# DATA EXTRACTS
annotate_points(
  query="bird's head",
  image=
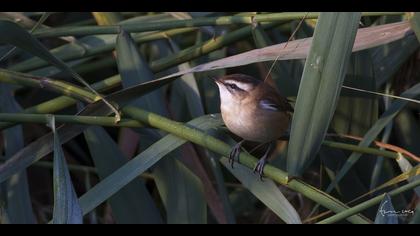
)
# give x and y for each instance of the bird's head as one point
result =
(236, 87)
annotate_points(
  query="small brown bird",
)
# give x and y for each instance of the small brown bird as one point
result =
(253, 110)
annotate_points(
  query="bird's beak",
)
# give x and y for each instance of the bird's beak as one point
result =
(217, 80)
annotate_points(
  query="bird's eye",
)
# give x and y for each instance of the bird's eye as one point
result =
(233, 86)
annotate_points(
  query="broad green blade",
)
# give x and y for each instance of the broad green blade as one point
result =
(267, 191)
(320, 86)
(107, 158)
(386, 212)
(66, 205)
(389, 58)
(18, 201)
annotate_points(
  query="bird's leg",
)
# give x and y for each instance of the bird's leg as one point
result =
(259, 167)
(236, 150)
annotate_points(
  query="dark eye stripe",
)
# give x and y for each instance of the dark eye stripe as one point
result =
(232, 86)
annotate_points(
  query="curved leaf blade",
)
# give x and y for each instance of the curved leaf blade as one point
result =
(320, 86)
(66, 204)
(107, 158)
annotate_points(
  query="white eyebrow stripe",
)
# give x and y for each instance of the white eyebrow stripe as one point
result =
(268, 105)
(243, 86)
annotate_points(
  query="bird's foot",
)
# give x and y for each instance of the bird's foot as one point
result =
(234, 154)
(259, 167)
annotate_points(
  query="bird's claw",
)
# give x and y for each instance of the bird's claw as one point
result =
(236, 150)
(259, 167)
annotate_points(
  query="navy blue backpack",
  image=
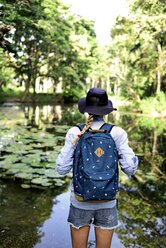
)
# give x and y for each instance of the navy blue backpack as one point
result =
(95, 166)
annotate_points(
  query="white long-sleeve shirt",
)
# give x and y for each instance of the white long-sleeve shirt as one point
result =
(128, 160)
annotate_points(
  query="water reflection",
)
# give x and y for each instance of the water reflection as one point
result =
(22, 212)
(142, 199)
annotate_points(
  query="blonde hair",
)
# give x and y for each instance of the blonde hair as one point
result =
(86, 127)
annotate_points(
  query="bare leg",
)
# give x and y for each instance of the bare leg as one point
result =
(79, 236)
(103, 237)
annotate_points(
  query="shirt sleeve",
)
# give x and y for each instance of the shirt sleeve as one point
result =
(64, 160)
(127, 158)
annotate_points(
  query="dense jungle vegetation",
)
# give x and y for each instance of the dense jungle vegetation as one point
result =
(49, 53)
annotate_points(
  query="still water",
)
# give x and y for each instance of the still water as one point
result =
(33, 213)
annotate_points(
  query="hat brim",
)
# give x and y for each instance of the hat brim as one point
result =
(95, 110)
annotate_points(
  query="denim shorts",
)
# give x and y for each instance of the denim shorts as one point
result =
(104, 218)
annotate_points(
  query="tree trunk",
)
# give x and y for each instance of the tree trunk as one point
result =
(159, 74)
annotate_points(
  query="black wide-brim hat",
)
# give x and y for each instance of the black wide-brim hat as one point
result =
(96, 102)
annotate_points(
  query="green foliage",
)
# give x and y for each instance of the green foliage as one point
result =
(154, 104)
(138, 50)
(73, 94)
(47, 42)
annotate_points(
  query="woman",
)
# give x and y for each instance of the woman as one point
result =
(103, 215)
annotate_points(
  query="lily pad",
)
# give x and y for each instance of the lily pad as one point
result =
(25, 176)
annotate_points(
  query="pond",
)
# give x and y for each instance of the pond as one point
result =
(34, 199)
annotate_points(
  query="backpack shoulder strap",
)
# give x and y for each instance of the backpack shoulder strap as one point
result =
(80, 126)
(107, 127)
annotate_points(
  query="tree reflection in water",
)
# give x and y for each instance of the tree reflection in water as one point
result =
(142, 199)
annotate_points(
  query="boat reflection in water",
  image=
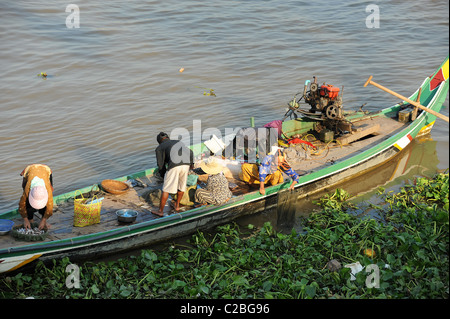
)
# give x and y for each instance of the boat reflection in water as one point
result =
(417, 160)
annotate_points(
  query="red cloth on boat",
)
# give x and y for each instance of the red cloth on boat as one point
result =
(298, 141)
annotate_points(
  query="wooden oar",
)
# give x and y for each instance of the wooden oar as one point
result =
(443, 117)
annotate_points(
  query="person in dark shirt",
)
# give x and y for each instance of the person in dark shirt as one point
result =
(174, 160)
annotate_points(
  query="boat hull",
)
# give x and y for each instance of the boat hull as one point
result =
(126, 238)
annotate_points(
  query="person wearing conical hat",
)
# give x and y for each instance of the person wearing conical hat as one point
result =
(37, 194)
(269, 170)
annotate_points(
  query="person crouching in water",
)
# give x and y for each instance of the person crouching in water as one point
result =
(269, 171)
(174, 160)
(217, 190)
(37, 195)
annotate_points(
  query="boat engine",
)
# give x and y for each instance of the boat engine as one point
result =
(326, 108)
(325, 99)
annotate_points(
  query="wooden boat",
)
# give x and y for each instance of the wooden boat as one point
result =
(338, 164)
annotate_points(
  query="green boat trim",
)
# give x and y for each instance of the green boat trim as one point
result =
(14, 257)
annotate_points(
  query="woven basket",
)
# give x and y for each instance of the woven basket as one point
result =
(28, 237)
(114, 187)
(85, 214)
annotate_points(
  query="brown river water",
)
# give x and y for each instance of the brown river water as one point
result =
(114, 82)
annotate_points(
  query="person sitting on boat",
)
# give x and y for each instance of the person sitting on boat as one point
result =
(217, 189)
(269, 171)
(37, 194)
(174, 160)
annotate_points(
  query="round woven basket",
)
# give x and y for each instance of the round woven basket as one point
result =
(28, 237)
(114, 187)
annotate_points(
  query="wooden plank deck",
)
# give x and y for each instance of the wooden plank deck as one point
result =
(62, 220)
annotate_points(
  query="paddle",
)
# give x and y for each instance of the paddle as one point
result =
(443, 117)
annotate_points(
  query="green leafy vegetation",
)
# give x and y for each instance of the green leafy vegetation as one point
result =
(411, 245)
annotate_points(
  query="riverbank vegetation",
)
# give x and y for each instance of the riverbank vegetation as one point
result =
(406, 248)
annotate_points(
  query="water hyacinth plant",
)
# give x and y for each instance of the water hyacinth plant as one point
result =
(409, 245)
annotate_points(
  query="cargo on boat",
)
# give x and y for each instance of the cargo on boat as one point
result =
(329, 146)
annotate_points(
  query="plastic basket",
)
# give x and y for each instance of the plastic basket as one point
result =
(86, 214)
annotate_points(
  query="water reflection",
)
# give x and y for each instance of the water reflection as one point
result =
(418, 159)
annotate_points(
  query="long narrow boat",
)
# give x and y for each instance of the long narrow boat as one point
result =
(339, 164)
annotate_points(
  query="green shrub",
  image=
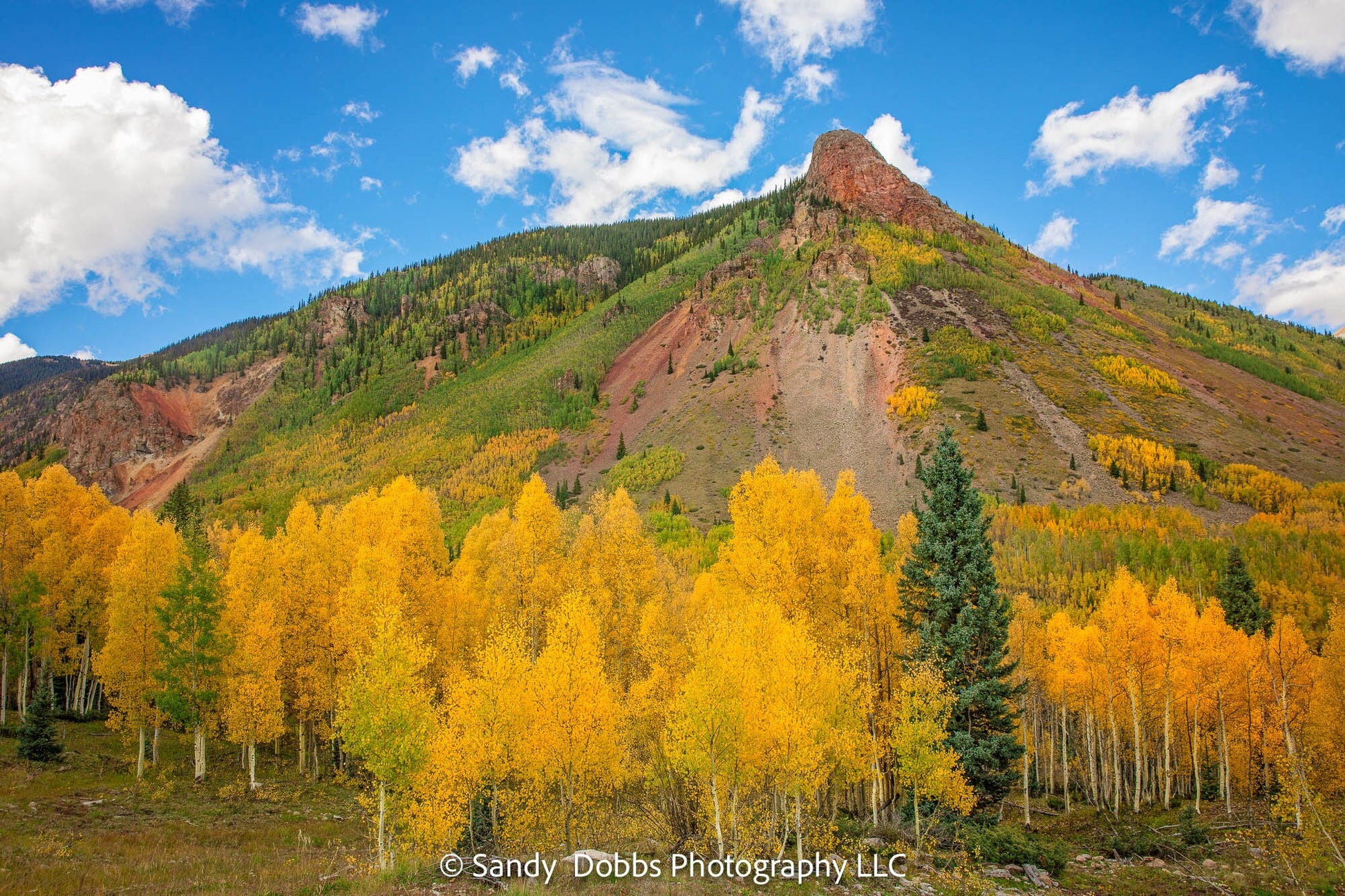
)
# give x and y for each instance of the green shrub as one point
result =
(647, 468)
(1004, 845)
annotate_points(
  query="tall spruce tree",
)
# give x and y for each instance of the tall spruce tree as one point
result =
(1238, 593)
(954, 604)
(38, 732)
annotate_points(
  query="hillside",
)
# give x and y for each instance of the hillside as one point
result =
(778, 326)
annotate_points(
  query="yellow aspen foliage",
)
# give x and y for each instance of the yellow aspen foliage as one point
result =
(924, 765)
(146, 564)
(574, 750)
(623, 571)
(1261, 488)
(386, 715)
(498, 467)
(1138, 376)
(912, 403)
(1142, 463)
(252, 705)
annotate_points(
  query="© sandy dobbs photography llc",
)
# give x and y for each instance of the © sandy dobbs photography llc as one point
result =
(722, 447)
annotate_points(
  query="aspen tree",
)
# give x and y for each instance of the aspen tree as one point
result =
(128, 663)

# WHAT YOU WILL DO
Take from the listing above each line containing "hyacinth".

# RESPONSE TO THE EXERCISE
  query="water hyacinth plant",
# give x and y for each instance of the water hyacinth plant as one point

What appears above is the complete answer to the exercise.